Task objective -> Return each of the rows below unchanged, reproducing every line character for character.

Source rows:
###

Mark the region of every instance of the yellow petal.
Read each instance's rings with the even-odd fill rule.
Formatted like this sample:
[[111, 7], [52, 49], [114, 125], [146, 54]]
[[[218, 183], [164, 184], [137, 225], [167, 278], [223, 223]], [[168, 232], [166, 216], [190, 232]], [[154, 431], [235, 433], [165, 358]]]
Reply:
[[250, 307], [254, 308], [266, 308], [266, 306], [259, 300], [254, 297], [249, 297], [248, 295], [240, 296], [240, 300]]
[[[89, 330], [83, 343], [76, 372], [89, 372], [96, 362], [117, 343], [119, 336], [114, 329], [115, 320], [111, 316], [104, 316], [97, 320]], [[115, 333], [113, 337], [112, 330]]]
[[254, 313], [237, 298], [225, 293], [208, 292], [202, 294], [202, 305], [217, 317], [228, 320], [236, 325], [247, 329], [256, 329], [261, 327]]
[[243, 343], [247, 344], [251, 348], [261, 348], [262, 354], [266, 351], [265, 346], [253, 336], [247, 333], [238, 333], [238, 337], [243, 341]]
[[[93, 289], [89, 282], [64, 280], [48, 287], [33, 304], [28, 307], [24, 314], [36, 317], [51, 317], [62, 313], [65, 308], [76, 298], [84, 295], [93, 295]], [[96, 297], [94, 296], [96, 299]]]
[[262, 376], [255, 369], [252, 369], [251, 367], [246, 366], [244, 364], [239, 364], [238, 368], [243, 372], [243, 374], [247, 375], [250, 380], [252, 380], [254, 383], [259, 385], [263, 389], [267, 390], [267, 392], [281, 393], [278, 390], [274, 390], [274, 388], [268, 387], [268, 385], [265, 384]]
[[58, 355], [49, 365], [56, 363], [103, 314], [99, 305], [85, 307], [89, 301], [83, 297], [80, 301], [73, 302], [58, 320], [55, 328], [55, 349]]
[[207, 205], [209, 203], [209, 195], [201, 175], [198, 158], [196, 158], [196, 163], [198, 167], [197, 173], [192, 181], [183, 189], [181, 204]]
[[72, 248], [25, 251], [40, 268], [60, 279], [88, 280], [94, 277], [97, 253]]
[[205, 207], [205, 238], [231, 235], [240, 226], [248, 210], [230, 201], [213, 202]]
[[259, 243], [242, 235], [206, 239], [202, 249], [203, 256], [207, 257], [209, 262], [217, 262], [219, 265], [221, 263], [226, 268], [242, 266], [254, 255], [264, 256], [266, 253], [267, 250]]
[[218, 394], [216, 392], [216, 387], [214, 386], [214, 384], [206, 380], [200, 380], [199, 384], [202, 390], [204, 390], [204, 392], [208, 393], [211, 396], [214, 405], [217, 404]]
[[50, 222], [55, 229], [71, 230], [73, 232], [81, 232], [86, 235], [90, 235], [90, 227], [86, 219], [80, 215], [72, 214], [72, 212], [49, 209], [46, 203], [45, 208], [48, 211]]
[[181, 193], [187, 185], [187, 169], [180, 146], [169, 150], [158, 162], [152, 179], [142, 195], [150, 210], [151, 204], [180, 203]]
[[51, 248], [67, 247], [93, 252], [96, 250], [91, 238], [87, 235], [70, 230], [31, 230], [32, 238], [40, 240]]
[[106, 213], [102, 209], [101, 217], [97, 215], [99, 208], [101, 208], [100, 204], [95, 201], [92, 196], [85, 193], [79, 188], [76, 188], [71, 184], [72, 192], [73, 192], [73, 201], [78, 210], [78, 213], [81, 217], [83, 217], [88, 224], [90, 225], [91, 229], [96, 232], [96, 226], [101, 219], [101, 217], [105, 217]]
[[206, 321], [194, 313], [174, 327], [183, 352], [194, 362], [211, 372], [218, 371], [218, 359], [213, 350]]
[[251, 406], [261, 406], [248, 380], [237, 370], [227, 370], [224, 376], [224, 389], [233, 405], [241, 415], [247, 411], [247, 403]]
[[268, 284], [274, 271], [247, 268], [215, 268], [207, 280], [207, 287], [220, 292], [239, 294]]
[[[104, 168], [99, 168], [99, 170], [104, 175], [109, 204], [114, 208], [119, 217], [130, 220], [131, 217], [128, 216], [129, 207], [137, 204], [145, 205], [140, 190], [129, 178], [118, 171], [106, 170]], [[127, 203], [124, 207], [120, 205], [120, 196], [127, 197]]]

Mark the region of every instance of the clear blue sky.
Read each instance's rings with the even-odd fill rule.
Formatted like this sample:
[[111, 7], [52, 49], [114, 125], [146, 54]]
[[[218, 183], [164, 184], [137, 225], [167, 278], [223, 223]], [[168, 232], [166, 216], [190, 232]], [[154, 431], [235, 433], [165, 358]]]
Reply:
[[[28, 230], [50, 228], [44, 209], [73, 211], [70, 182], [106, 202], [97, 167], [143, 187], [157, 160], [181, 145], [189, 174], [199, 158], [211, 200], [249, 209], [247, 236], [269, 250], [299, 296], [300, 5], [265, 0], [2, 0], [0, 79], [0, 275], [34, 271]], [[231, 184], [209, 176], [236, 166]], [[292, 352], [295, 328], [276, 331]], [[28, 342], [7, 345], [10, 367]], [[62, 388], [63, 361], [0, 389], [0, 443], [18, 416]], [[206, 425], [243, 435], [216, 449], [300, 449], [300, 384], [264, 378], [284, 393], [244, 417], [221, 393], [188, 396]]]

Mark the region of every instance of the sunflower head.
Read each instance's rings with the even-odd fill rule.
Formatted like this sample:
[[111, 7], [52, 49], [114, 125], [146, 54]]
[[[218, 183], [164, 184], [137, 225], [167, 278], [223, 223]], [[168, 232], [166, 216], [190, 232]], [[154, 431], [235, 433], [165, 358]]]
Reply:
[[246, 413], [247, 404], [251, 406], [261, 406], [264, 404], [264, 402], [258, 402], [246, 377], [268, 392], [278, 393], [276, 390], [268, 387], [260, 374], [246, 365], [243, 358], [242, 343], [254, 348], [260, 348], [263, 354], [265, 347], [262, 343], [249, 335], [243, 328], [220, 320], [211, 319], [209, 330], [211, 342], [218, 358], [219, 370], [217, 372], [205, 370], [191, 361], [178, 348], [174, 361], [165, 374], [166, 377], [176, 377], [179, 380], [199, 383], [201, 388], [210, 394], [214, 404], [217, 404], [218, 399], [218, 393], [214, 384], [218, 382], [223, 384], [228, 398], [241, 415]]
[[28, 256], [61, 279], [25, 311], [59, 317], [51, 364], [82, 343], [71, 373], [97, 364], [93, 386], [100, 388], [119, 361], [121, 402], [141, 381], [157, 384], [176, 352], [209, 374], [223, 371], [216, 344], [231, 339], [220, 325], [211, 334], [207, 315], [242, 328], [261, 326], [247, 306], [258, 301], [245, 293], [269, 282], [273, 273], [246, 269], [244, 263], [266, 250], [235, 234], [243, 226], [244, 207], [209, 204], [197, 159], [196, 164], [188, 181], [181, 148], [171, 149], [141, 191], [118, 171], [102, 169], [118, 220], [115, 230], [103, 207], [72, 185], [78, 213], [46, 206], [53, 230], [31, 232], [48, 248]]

###

Solution ->
Mark the region of every instance of the yellow petal.
Read each instance's rings with the even-odd fill rule.
Formatted like this sample:
[[111, 7], [52, 49], [114, 125], [146, 54]]
[[[218, 183], [164, 184], [137, 225], [167, 278], [223, 223]], [[168, 232], [166, 216], [190, 232]], [[154, 431], [235, 433], [165, 358]]]
Reply:
[[250, 307], [254, 308], [266, 308], [266, 306], [259, 300], [254, 297], [249, 297], [248, 295], [240, 296], [240, 300]]
[[[89, 330], [83, 343], [76, 372], [89, 372], [96, 362], [117, 343], [119, 336], [114, 329], [115, 320], [111, 316], [104, 316], [97, 320]], [[115, 333], [113, 337], [112, 330]]]
[[254, 313], [237, 298], [225, 293], [208, 292], [202, 294], [202, 305], [217, 317], [228, 320], [236, 325], [247, 329], [256, 329], [261, 327]]
[[243, 343], [247, 344], [251, 348], [261, 348], [262, 354], [266, 351], [265, 346], [253, 336], [247, 333], [238, 333], [238, 337], [243, 341]]
[[[93, 289], [89, 282], [64, 280], [48, 287], [33, 304], [28, 307], [24, 314], [36, 317], [51, 317], [62, 313], [65, 308], [76, 298], [84, 295], [93, 295]], [[96, 297], [94, 296], [96, 299]]]
[[262, 376], [255, 369], [252, 369], [251, 367], [246, 366], [244, 364], [239, 364], [238, 368], [243, 372], [243, 374], [247, 375], [250, 380], [252, 380], [254, 383], [259, 385], [263, 389], [267, 390], [267, 392], [281, 393], [278, 390], [274, 390], [274, 388], [268, 387], [268, 385], [265, 384]]
[[58, 355], [49, 365], [56, 363], [103, 314], [99, 305], [85, 307], [89, 301], [83, 297], [80, 301], [73, 302], [58, 320], [55, 328], [55, 349]]
[[207, 205], [209, 203], [209, 195], [201, 175], [198, 158], [196, 158], [196, 163], [198, 167], [197, 173], [192, 181], [183, 189], [181, 204]]
[[72, 248], [25, 251], [40, 268], [60, 279], [88, 280], [94, 277], [97, 253]]
[[205, 207], [205, 238], [231, 235], [240, 226], [248, 210], [230, 201], [213, 202]]
[[259, 243], [242, 235], [206, 239], [202, 249], [203, 256], [207, 257], [209, 262], [217, 262], [219, 265], [221, 263], [226, 268], [242, 266], [254, 255], [264, 256], [266, 253], [267, 250]]
[[218, 394], [216, 392], [216, 387], [214, 386], [214, 384], [206, 380], [200, 380], [199, 384], [202, 390], [204, 390], [204, 392], [208, 393], [211, 396], [214, 405], [217, 404]]
[[50, 222], [55, 229], [71, 230], [73, 232], [81, 232], [86, 235], [90, 235], [90, 227], [86, 219], [80, 215], [72, 214], [72, 212], [49, 209], [46, 203], [45, 208], [48, 211]]
[[181, 193], [187, 185], [187, 169], [180, 146], [169, 150], [158, 162], [152, 179], [142, 195], [150, 210], [151, 204], [180, 203]]
[[51, 248], [67, 247], [93, 252], [96, 250], [91, 238], [87, 235], [70, 230], [31, 230], [32, 238], [40, 240]]
[[106, 213], [102, 209], [101, 217], [97, 215], [99, 208], [101, 208], [100, 204], [95, 201], [92, 196], [85, 193], [79, 188], [76, 188], [71, 184], [72, 192], [73, 192], [73, 201], [78, 210], [78, 213], [81, 217], [83, 217], [88, 224], [90, 225], [91, 229], [96, 232], [96, 226], [101, 219], [101, 217], [105, 217]]
[[206, 321], [194, 313], [174, 327], [183, 352], [194, 362], [211, 372], [218, 371], [218, 359], [213, 350]]
[[251, 406], [261, 406], [248, 380], [237, 370], [227, 370], [224, 376], [224, 389], [233, 405], [241, 415], [247, 411], [247, 403]]
[[268, 284], [274, 271], [247, 268], [215, 268], [207, 280], [207, 287], [220, 292], [239, 294]]
[[[104, 168], [99, 168], [99, 170], [104, 175], [109, 204], [114, 208], [119, 217], [130, 220], [131, 217], [128, 216], [129, 207], [137, 204], [145, 205], [140, 190], [129, 178], [118, 171], [106, 170]], [[127, 203], [124, 207], [120, 205], [120, 196], [127, 197]]]

Mark the region of every instance of the clear blue sky.
Read each instance's rings with the even-odd fill rule.
Formatted like this sample:
[[111, 7], [52, 49], [114, 125], [146, 54]]
[[[218, 183], [164, 184], [137, 225], [167, 278], [223, 223]], [[168, 232], [166, 216], [190, 232]], [[154, 431], [235, 433], [165, 358]]]
Reply:
[[[28, 230], [50, 228], [44, 209], [73, 211], [70, 182], [106, 202], [97, 167], [143, 187], [157, 160], [181, 145], [189, 174], [199, 158], [211, 200], [249, 209], [247, 236], [269, 250], [299, 296], [300, 5], [265, 0], [2, 0], [0, 79], [0, 275], [34, 271]], [[231, 184], [209, 176], [236, 166]], [[292, 352], [295, 328], [276, 331]], [[28, 342], [7, 345], [10, 367]], [[62, 388], [63, 361], [0, 389], [0, 443], [18, 416]], [[206, 425], [243, 435], [216, 449], [300, 449], [300, 384], [264, 378], [284, 393], [244, 417], [221, 393], [188, 396]]]

Mark the region of every instance of the sunflower head.
Read each instance's rings with the even-odd fill rule.
Formatted like this sample:
[[111, 7], [52, 49], [114, 125], [146, 54]]
[[[218, 183], [164, 184], [137, 225], [167, 278], [223, 223]], [[168, 232], [166, 216], [190, 232]], [[154, 431], [235, 433], [165, 358]]]
Reply:
[[246, 413], [247, 404], [251, 406], [261, 406], [264, 404], [264, 402], [258, 402], [246, 377], [268, 392], [278, 393], [276, 390], [268, 387], [260, 374], [246, 365], [243, 358], [242, 343], [254, 348], [260, 348], [263, 354], [265, 347], [262, 343], [249, 335], [243, 328], [220, 320], [211, 319], [209, 330], [211, 342], [218, 358], [219, 370], [217, 372], [205, 370], [191, 361], [178, 348], [174, 361], [165, 374], [166, 377], [176, 377], [179, 380], [199, 383], [201, 388], [210, 394], [214, 404], [217, 404], [218, 399], [218, 393], [214, 384], [218, 382], [223, 384], [228, 398], [241, 415]]
[[28, 256], [61, 279], [25, 311], [59, 317], [51, 364], [82, 343], [71, 373], [97, 364], [93, 386], [100, 388], [119, 361], [121, 402], [141, 381], [157, 384], [176, 352], [209, 374], [223, 371], [216, 344], [231, 339], [220, 325], [211, 334], [207, 315], [242, 328], [261, 326], [247, 306], [258, 301], [245, 293], [269, 282], [273, 273], [246, 269], [244, 263], [266, 250], [235, 234], [243, 226], [244, 207], [209, 204], [197, 159], [196, 164], [188, 181], [181, 148], [171, 149], [141, 191], [118, 171], [102, 169], [118, 220], [115, 230], [103, 207], [72, 185], [78, 213], [46, 206], [53, 230], [31, 232], [48, 248]]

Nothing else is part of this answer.